== Text ==
——————————
While crowds were sparse during some preliminary round matches, BC Place was packed for several elimination games. Canada played two matches at BC Place, beating Switzerland 1-0 before falling to England 2-1 in the quarter-finals.

Team Canada games were awash with red and blue, but American fans clad in the stars and stripes filled the downtown core during the U.S. women’s national team’s matches at BC Place.

On a day when the sky was filled with haze due to a forest fire, the U.S. dominated Japan in the final, sending the tens of thousands of U.S. fans at BC Place into a frenzy. Carli Lloyd scored a hat trick in the Americans’ 5-2 win over Japan.

The win helped the U.S. avenge their loss to Japan at the 2011 Women’s World Cup final. In that game, an underdog Japanese side came from behind to win on penalty kicks. But several costly defensive lapses snuffed out any hope of a similar comeback in Vancouver.

More than 53,000 attended the final at Vancouver’s B.C. Place. Among the large contingent of U.S. fans was Vice-President Joe Biden and his wife Jill. FIFA President Sepp Blatter was not in attendance.

All those American fans proved good for the bottom line as estimates suggest the tournament brought in as much as $36 million to the city.

WATCH: FIFA Women’s World Cup financial impact

Canucks playoff disappointment

Many thought the Vancouver Canucks would enter 2015 mired in mediocrity. President Trevor Linden and general manager Jim Benning swore off plans to rebuild, choosing instead to retool their aging roster on the fly, adding in younger players while still relying on veterans.

Head coach Willie Desjardins seemed committed to rolling four lines and appeared to find the right balance, finishing the regular season with 101 points, good enough to earn home-ice advantage in their opening-round playoff series against the Calgary Flames.

The upstart Flames, featuring a young core of Johnny Gaudreau and Sean Monahan as well as gritty forwards like Micheal Ferland, proved too much for the Canucks, winning the series in six games.

During the offseason, the Canucks’ brain trust tinkered with their roster, shipping out popular netminder Eddie Lack and veteran defenceman Kevin Bieska while bringing in new blood like Brandon Sutter and Brandon Prust. The team also made room for younger players like Bo Horvat, Jake Virtanen, and Ben Hutton.

Fans don’t seem too thrilled with the 2015-16 edition of the Canucks as demand for tickets appears to be waning.

WATCH: Demand for Canucks tickets sink to lowest levels in over a decade

Whitecaps best season in their history

While the Canucks are treading water, the Vancouver Whitecaps appear to be a team on the rise. The franchise had its best year as part of Major League Soccer, hosting their first-ever MLS playoff game at BC Place.

Newly acquired forward Octavio Rivero gave Whitecaps hope early in the season. The Uruguayan forward was electric early, scoring five goals in the team’s first six matches. Rivero’s magic started to fade as the season went on – one of the reasons the ‘Caps scored just seven times during their final seven games of the season.
——————————
== Extracted entries ==

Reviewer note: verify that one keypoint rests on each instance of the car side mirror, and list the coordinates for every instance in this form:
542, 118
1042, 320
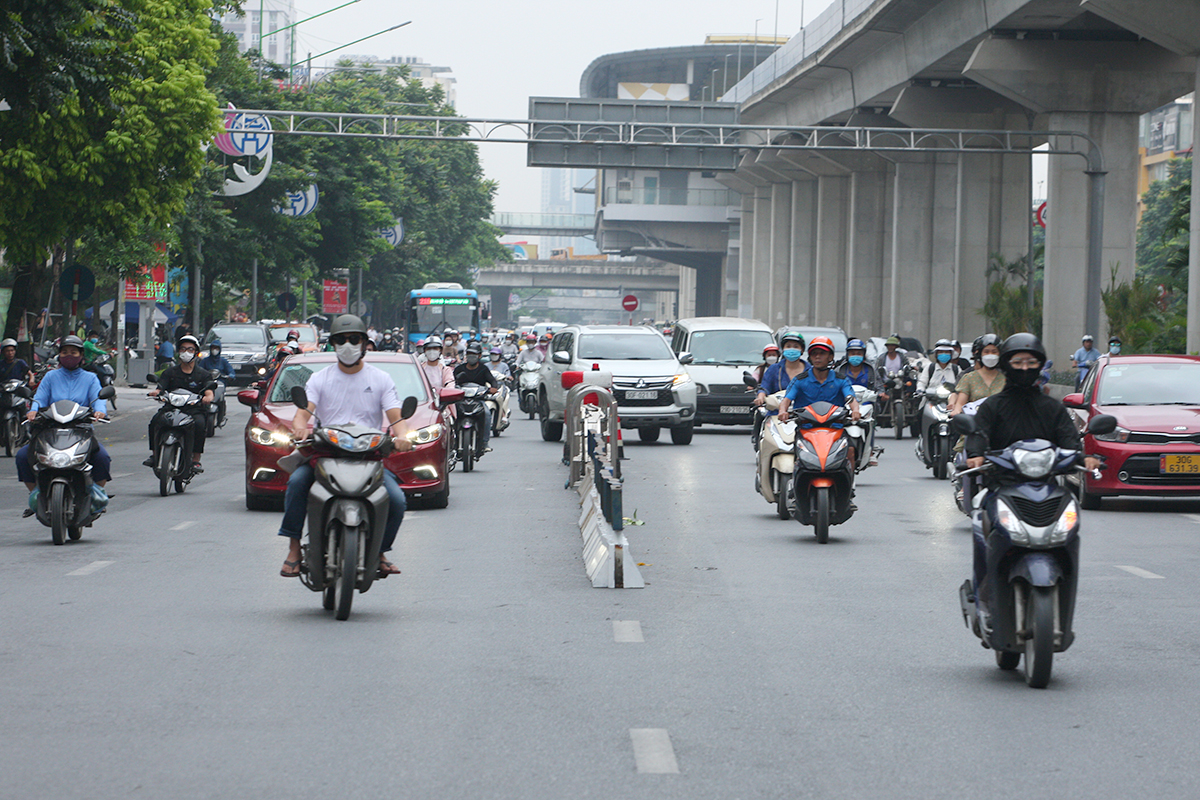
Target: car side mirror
407, 409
——————————
== The request ==
Carry on the text about Vancouver sports, starting right after its last sentence on the Whitecaps' scoring over their final seven games.

== Output below ==
The lack of scoring punch hurt the Whitecaps when it mattered most. The ‘Caps failed to find the back of the net in the postseason, falling 2-0 to the Portland Timbers in their two-match MLS Western Conference semifinal. After a scoreless draw in Portland, the Timbers’ Fanendo Adi and Diego Chara silenced the sellout crowd at BC Place and the Whitecaps couldn’t find a way to respond.

Kendall Waston was named to the MLS’ Best XI team, cementing his reputation as one of the league’s best defenders. Last month, the Costa Rican international signed a multi-year extension with the team.

WATCH: Whitecaps look to the future

Seahawks lose Super Bowl

Many B.C. football fans kicked off 2014 by celebrating the Seattle Seahawks’ dominant Super Bowl win over the Denver Broncos. A year later, 12th Man North were left in stunned silence after the Seahawks suffered arguably the most painful loss in Super Bowl history.

After a dramatic win over the Green Bay Packers in the NFC Championship Game, the Seahawks appeared poised to win back-to-back Super Bowls as quarteback Russell Wilson led a late charge down the field. Trailing 28-24 late in the fourth quarter, wide receiver Jermaine Kearse made a twisting, turning, tumbling catch for a 33-yard gain to the Patriots 5. Marshawn Lynch then ran 4 yards to the 1. But Wilson, operating from the shotgun, was intercepted on a pass intended for Ricardo Lockette, breaking the hearts of NFL fans across the province.

WATCH: Seahawks controversial final play call costs them a repeat as Super Bowl champions

Tedford out as B.C. Lions head coach

Throughout his career, Lions GM Wally Buono has demonstrated an ability to unearth talent who can thrive in the CFL. Many Lions fans were thrilled when the team announced last December they had hired Jeff Tedford as head coach after a long career south of the border in U.S. college football and a brief stint as an NFL assistant.

Tedford promised an up-tempo offence, but the Lions instead looked to be stuck in neutral for long stretches, leading to a 7-11 record, an early playoff exit and frustration among players.

Earlier this month the Lions announced that Buono is taking over head coaching duties next season following Tedford’s resignation after less than a year on the job.

WATCH: Wally Buono named BC Lions head coach…again

Steve Nash retires

Victoria’s Steve Nash officially announced his retirement from the NBA in April. The two-time NBA MVP, who grew up in Victoria, B.C. made the announcement in a blog post that began with the words “I’m retiring.”

Nash is undoubtedly the greatest basketball player Canada has ever produced, and one of the best sporting stories this country has ever seen.

In his farewell letter, Nash thanked several people, including Ken Shields and Jay Triano, who coached him on Canada’s national team, and high school coach Ian Hyde-Lay.

He is third on the NBA’s career assists list, trailing only John Stockton and Jason Kidd. Nash also is the most accurate free-throw shooter in NBA history, barely edging Mark Price’s career mark at 90.4 per cent.

Nash won two MVP awards with the Phoenix Suns while leading one of the most dynamic offences in NBA history. His playmaking and scoring abilities have earned him worldwide recognition and eight All-Star game selections.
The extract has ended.